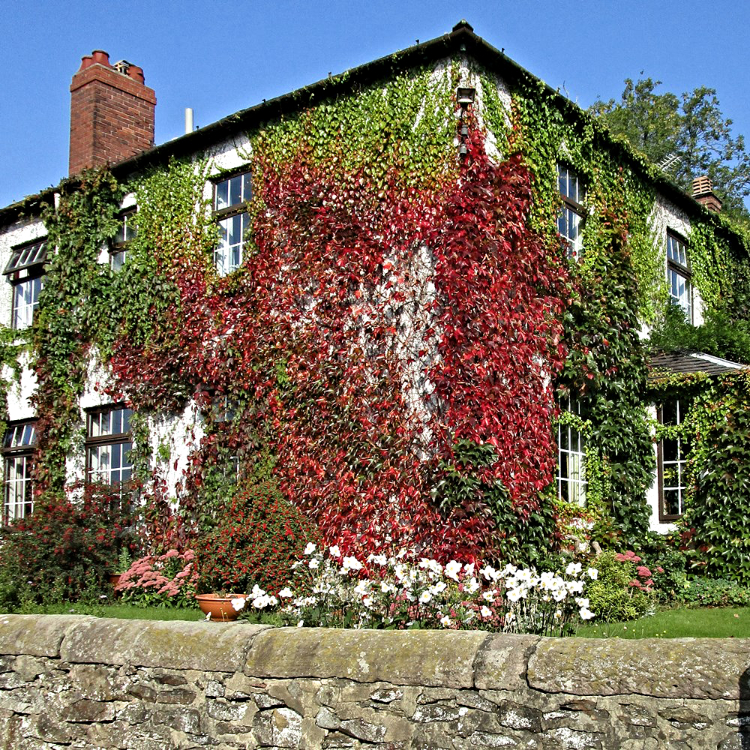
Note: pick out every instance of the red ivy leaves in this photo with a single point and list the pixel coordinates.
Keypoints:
(372, 327)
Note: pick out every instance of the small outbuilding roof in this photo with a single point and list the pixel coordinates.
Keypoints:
(688, 363)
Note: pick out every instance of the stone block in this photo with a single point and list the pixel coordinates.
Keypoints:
(200, 646)
(501, 662)
(663, 668)
(37, 635)
(411, 657)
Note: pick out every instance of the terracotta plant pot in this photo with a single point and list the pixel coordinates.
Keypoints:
(219, 607)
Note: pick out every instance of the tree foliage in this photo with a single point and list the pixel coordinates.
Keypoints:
(687, 135)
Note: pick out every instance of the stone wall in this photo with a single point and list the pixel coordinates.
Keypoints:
(82, 682)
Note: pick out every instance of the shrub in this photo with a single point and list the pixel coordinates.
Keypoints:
(64, 549)
(623, 589)
(161, 580)
(258, 537)
(333, 590)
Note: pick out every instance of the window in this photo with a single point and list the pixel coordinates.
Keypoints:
(18, 489)
(678, 275)
(125, 233)
(672, 463)
(25, 271)
(571, 480)
(108, 445)
(571, 214)
(230, 201)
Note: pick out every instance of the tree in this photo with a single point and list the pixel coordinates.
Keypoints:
(687, 136)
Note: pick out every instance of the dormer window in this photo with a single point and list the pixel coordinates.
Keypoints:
(678, 275)
(571, 214)
(230, 211)
(25, 271)
(125, 234)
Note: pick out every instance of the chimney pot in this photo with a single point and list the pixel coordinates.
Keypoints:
(136, 73)
(101, 57)
(703, 192)
(111, 113)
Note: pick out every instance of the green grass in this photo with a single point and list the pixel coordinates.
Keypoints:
(721, 622)
(118, 611)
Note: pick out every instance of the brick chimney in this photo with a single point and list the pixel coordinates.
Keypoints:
(703, 192)
(111, 112)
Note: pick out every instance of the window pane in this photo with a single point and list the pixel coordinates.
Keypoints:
(222, 195)
(235, 191)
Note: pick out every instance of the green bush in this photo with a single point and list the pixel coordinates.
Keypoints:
(64, 549)
(622, 590)
(257, 538)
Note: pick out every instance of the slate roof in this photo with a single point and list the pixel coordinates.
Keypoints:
(687, 363)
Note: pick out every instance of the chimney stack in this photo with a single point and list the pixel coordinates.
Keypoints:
(111, 112)
(703, 192)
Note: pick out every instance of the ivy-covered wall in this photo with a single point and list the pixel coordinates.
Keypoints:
(404, 322)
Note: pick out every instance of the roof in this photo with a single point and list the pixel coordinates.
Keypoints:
(689, 363)
(461, 40)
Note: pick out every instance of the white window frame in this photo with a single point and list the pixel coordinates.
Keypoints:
(571, 457)
(231, 196)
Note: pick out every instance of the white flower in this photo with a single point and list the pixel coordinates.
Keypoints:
(489, 573)
(513, 595)
(573, 569)
(452, 569)
(472, 585)
(362, 588)
(508, 570)
(351, 563)
(547, 580)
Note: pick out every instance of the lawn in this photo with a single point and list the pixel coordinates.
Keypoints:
(720, 622)
(118, 611)
(727, 622)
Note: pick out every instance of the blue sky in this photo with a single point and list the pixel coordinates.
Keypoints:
(219, 56)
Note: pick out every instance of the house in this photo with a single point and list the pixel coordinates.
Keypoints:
(179, 317)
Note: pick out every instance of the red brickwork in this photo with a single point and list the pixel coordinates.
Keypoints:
(111, 115)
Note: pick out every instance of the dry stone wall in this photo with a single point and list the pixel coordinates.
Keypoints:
(82, 682)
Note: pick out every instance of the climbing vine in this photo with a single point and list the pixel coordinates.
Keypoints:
(392, 349)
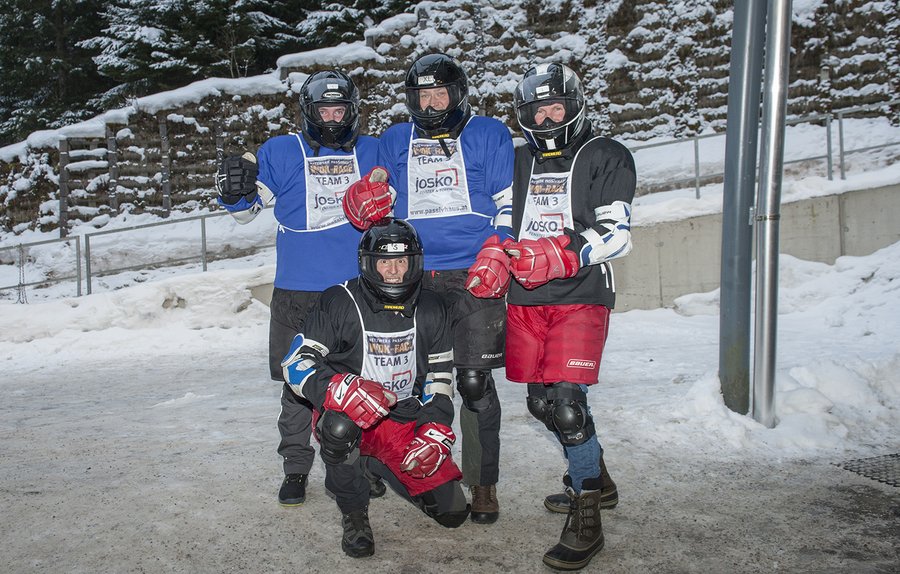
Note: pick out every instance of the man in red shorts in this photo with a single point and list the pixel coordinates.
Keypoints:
(375, 360)
(572, 194)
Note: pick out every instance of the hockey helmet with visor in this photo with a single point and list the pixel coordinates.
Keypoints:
(437, 95)
(550, 106)
(386, 241)
(329, 106)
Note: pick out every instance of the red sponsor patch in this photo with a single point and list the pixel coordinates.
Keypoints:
(581, 364)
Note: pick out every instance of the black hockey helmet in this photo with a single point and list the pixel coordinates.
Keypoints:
(438, 71)
(391, 239)
(330, 88)
(543, 85)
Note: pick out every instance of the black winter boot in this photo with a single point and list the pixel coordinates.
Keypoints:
(358, 540)
(609, 494)
(376, 485)
(485, 507)
(582, 536)
(293, 490)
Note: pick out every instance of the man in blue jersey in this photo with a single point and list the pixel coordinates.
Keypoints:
(308, 173)
(449, 173)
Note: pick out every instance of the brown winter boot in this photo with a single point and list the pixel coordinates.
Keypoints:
(582, 536)
(485, 508)
(609, 494)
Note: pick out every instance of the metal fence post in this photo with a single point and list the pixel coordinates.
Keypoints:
(112, 159)
(87, 262)
(203, 242)
(166, 163)
(841, 143)
(63, 187)
(697, 167)
(78, 265)
(829, 152)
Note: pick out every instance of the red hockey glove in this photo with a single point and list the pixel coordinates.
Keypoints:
(364, 401)
(428, 451)
(534, 263)
(489, 275)
(368, 200)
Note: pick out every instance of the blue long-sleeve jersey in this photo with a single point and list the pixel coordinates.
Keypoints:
(451, 239)
(316, 246)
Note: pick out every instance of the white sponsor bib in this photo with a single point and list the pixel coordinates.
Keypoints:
(437, 183)
(548, 205)
(389, 358)
(327, 179)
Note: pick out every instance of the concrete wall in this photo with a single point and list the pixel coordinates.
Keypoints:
(674, 259)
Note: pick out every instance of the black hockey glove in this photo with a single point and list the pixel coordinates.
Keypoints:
(237, 178)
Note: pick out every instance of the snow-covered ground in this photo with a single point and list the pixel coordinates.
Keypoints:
(137, 430)
(137, 434)
(149, 247)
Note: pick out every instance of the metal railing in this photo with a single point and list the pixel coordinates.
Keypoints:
(21, 260)
(204, 255)
(828, 156)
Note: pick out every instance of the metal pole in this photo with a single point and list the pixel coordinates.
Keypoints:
(696, 167)
(741, 139)
(63, 187)
(203, 241)
(841, 143)
(828, 147)
(778, 45)
(87, 262)
(78, 264)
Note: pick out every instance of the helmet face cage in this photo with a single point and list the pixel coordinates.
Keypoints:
(437, 71)
(330, 88)
(391, 239)
(545, 85)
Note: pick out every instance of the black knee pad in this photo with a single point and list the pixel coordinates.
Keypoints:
(570, 415)
(538, 406)
(476, 387)
(573, 422)
(338, 437)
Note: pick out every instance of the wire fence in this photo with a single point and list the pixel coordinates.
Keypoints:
(21, 254)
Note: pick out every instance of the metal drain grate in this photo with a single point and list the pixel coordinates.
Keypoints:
(884, 469)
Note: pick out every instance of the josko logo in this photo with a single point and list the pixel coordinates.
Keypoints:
(328, 201)
(547, 224)
(442, 178)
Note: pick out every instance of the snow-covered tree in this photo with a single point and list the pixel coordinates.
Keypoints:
(47, 78)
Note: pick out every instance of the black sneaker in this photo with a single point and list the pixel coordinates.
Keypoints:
(293, 490)
(358, 541)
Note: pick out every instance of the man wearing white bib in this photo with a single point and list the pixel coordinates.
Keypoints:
(572, 194)
(449, 173)
(375, 360)
(307, 173)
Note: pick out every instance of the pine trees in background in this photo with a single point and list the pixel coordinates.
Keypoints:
(45, 73)
(66, 60)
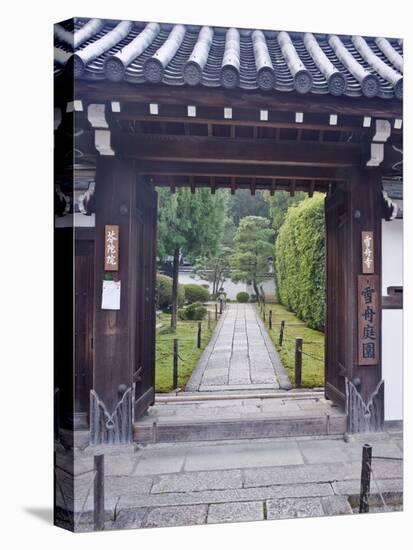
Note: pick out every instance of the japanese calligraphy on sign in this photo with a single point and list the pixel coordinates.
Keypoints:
(111, 247)
(368, 320)
(367, 251)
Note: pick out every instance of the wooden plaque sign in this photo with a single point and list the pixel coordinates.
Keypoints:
(367, 251)
(368, 320)
(111, 248)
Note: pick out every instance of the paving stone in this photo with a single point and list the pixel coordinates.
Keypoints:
(316, 452)
(294, 508)
(390, 449)
(174, 516)
(308, 473)
(244, 455)
(384, 485)
(122, 465)
(128, 519)
(227, 495)
(235, 511)
(242, 350)
(164, 461)
(198, 481)
(336, 505)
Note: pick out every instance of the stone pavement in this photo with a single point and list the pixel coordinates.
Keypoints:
(240, 356)
(215, 482)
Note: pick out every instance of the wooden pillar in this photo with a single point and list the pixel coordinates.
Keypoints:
(365, 387)
(352, 208)
(114, 338)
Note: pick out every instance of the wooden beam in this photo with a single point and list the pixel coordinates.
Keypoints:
(241, 170)
(137, 116)
(225, 150)
(218, 97)
(161, 181)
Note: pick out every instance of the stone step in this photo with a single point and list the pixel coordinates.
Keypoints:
(168, 431)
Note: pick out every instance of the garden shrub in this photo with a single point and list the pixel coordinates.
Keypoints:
(164, 292)
(300, 261)
(196, 293)
(193, 312)
(243, 297)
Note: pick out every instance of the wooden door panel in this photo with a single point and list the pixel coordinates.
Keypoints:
(83, 329)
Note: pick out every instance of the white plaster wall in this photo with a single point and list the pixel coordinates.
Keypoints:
(392, 319)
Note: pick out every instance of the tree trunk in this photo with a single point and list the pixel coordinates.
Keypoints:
(256, 290)
(175, 274)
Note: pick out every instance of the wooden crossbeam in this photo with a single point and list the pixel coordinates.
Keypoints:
(226, 150)
(234, 170)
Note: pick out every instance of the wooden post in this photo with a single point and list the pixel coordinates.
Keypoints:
(298, 361)
(365, 478)
(198, 342)
(280, 341)
(99, 493)
(175, 365)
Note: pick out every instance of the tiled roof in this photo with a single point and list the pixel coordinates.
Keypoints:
(139, 52)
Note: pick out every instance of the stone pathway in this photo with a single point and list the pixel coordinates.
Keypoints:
(215, 482)
(240, 356)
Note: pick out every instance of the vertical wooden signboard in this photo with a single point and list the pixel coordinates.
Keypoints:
(111, 247)
(367, 251)
(368, 320)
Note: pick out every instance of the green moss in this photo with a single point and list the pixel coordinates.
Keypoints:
(186, 332)
(313, 344)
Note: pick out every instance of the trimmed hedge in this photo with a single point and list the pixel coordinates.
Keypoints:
(243, 297)
(196, 293)
(164, 292)
(300, 261)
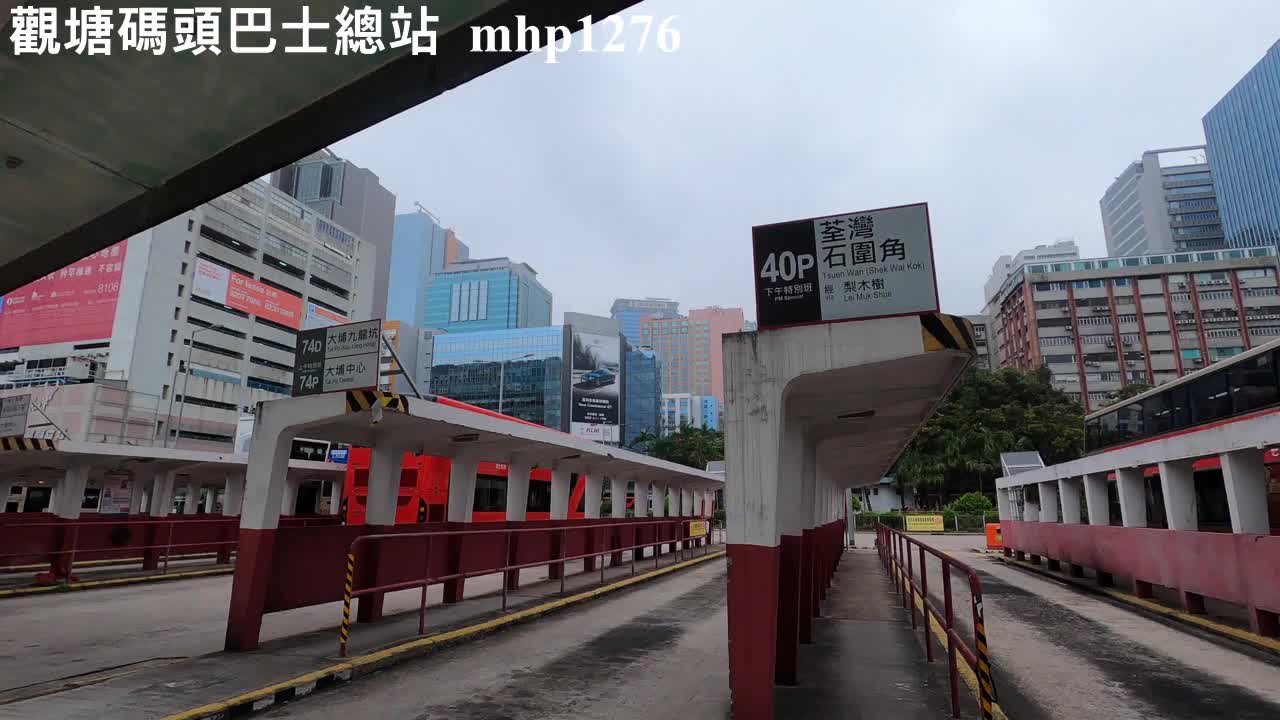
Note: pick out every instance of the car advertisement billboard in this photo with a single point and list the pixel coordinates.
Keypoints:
(242, 292)
(595, 384)
(72, 305)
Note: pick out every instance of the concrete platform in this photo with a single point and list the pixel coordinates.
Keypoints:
(865, 662)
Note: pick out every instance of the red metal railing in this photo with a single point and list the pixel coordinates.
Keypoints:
(897, 552)
(680, 534)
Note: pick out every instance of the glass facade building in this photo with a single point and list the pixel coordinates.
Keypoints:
(526, 364)
(487, 295)
(643, 395)
(629, 313)
(1243, 137)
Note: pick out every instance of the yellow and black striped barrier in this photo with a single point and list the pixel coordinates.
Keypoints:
(14, 443)
(360, 400)
(986, 686)
(344, 632)
(946, 332)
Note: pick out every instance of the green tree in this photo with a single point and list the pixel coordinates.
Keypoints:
(688, 446)
(958, 450)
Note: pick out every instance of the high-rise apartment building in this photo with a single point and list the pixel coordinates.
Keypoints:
(1005, 265)
(1243, 137)
(1165, 203)
(352, 197)
(630, 311)
(196, 318)
(1105, 323)
(981, 338)
(690, 349)
(420, 247)
(487, 295)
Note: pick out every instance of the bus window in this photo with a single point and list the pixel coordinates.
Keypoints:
(1253, 383)
(1210, 399)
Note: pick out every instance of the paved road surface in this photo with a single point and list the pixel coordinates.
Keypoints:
(1063, 654)
(650, 654)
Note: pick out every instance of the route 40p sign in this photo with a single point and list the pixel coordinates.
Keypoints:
(855, 267)
(337, 358)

··········

Each line that includes the string "snow" should be copied from the data.

Note: pick out every instance of the snow-covered ground in this photo with a single point and list the pixel coordinates.
Note: pick out every instance of the snow-covered tree in this photo with a single point and list the pixel coordinates.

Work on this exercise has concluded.